** Start **

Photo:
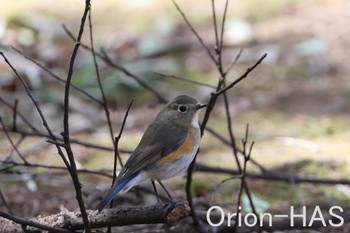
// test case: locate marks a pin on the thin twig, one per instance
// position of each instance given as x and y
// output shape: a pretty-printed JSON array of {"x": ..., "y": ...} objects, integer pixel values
[
  {"x": 184, "y": 79},
  {"x": 116, "y": 147},
  {"x": 243, "y": 76},
  {"x": 19, "y": 114},
  {"x": 12, "y": 144},
  {"x": 234, "y": 61},
  {"x": 65, "y": 134},
  {"x": 4, "y": 201},
  {"x": 37, "y": 225}
]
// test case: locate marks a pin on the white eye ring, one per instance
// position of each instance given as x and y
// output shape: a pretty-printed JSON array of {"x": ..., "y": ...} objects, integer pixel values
[{"x": 182, "y": 108}]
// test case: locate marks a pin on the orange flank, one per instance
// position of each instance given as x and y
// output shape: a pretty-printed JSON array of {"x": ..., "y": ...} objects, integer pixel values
[{"x": 186, "y": 147}]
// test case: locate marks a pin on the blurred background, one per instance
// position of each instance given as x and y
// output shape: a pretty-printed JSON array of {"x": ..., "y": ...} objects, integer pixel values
[{"x": 296, "y": 102}]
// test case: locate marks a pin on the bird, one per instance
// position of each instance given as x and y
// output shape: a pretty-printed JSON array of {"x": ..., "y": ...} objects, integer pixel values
[{"x": 166, "y": 149}]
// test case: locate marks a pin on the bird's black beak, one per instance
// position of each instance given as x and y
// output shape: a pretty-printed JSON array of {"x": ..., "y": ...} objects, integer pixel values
[{"x": 199, "y": 106}]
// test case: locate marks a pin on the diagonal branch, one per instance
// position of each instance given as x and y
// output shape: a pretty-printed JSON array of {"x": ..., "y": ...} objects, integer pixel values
[{"x": 65, "y": 134}]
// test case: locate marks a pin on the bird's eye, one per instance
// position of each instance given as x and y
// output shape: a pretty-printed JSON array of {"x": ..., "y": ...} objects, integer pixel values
[{"x": 182, "y": 108}]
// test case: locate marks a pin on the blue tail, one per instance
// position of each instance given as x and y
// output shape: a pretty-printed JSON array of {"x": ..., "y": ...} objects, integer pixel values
[{"x": 113, "y": 191}]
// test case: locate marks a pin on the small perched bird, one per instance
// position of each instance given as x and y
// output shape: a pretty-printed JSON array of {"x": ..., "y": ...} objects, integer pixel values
[{"x": 166, "y": 149}]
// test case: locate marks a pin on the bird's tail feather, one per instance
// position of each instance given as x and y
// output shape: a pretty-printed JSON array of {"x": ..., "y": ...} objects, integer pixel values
[{"x": 113, "y": 191}]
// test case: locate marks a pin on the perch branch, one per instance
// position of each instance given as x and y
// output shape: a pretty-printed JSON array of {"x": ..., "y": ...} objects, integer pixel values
[{"x": 160, "y": 213}]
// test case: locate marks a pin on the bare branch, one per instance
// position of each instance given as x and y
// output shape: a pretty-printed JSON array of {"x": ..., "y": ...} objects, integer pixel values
[
  {"x": 272, "y": 176},
  {"x": 159, "y": 213},
  {"x": 243, "y": 76},
  {"x": 184, "y": 79}
]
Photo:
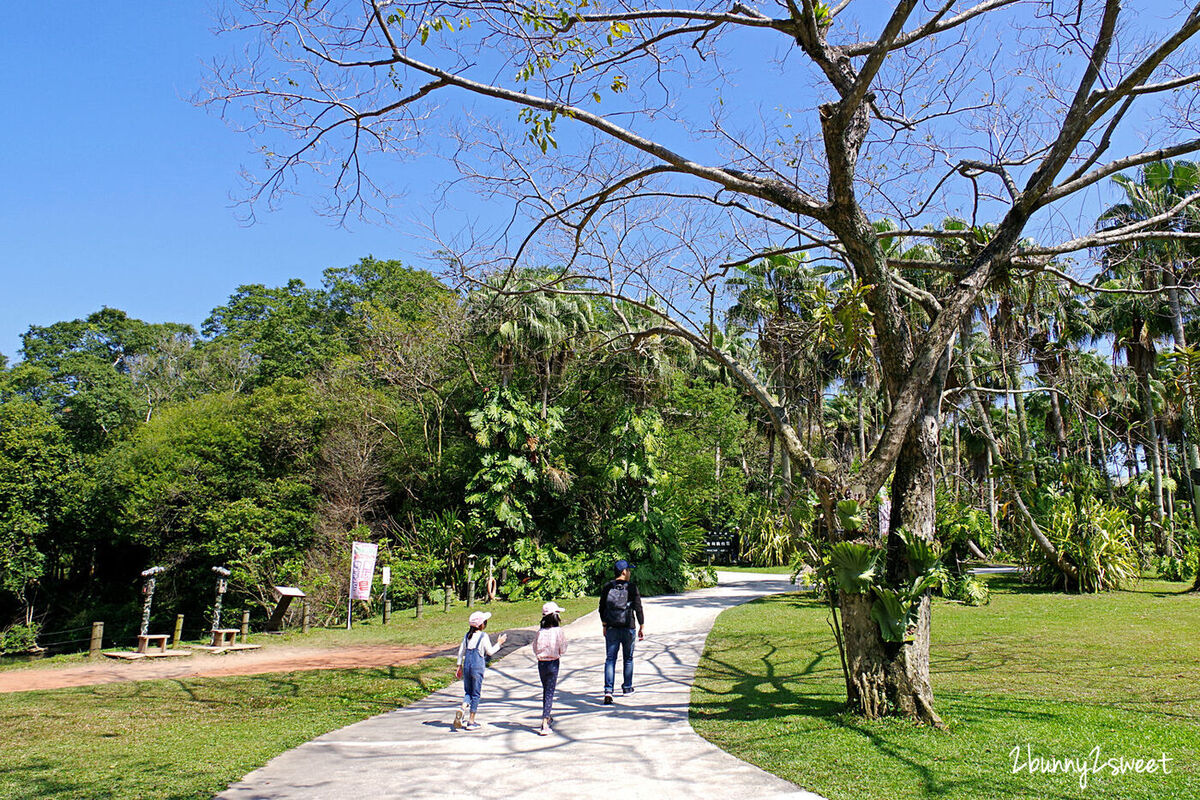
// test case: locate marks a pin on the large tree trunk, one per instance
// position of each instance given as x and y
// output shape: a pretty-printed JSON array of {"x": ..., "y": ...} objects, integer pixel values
[
  {"x": 893, "y": 678},
  {"x": 1188, "y": 440}
]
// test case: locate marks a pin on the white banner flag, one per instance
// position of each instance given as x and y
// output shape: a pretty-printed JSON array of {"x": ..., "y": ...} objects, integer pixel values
[{"x": 363, "y": 557}]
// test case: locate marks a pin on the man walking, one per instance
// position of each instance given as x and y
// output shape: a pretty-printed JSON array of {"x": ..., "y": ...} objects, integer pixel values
[{"x": 621, "y": 612}]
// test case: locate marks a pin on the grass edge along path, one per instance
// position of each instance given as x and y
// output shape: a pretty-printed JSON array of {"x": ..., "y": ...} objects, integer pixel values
[
  {"x": 1060, "y": 674},
  {"x": 193, "y": 737},
  {"x": 185, "y": 738}
]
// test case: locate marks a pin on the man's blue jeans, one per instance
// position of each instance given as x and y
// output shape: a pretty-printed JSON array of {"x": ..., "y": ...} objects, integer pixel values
[{"x": 618, "y": 638}]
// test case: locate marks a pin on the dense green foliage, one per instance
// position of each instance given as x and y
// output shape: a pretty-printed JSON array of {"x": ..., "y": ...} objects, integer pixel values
[
  {"x": 381, "y": 407},
  {"x": 204, "y": 733},
  {"x": 549, "y": 434}
]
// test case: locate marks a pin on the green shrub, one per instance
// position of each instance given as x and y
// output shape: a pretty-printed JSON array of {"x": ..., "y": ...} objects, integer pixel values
[
  {"x": 958, "y": 524},
  {"x": 19, "y": 638},
  {"x": 545, "y": 572},
  {"x": 660, "y": 546},
  {"x": 1170, "y": 567},
  {"x": 1093, "y": 536},
  {"x": 772, "y": 539}
]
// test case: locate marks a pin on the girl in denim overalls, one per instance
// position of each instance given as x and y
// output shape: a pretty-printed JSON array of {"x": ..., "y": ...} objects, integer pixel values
[{"x": 473, "y": 653}]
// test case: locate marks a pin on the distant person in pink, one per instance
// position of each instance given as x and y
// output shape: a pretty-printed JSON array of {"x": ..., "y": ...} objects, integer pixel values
[{"x": 549, "y": 645}]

** End **

### EXERCISE:
Update the records from the line containing "foliage, one per instance" through the end of the records, replacing "green shrub" with "leafy bush" and leaving everything else unchanged. Give back only those lines.

### REPLY TO THE TASK:
// test case: locate marks a pin on the dense green foliage, one per instance
// position of each instance given as x and y
// output shape: a pretty-printed JSON array of {"x": ..., "y": ...} objects, integer pixel values
[
  {"x": 381, "y": 407},
  {"x": 204, "y": 733},
  {"x": 549, "y": 434}
]
// test case: locate marks a pin on the leafy bush, one per instance
// position of each instance given as x and y
// output shape: a pretty-printed JSON array of {"x": ..., "y": ...} objects, integer pixel values
[
  {"x": 958, "y": 524},
  {"x": 19, "y": 638},
  {"x": 545, "y": 572},
  {"x": 660, "y": 546},
  {"x": 1170, "y": 567},
  {"x": 1093, "y": 536},
  {"x": 772, "y": 539}
]
// test case: locate marks a pin on the girl in denim overalls, one per instance
// position of each instance given as x and y
// output shape: a pretty-printed JSON array of {"x": ..., "y": ...} objects, integer pixel values
[{"x": 473, "y": 653}]
// test case: locate marks a pin on the distant person in pink, one per instance
// position of each instance given as x and y
// output shape: a pretty-printed JSON array of {"x": ..., "y": ...} objects, integer pixel values
[{"x": 549, "y": 645}]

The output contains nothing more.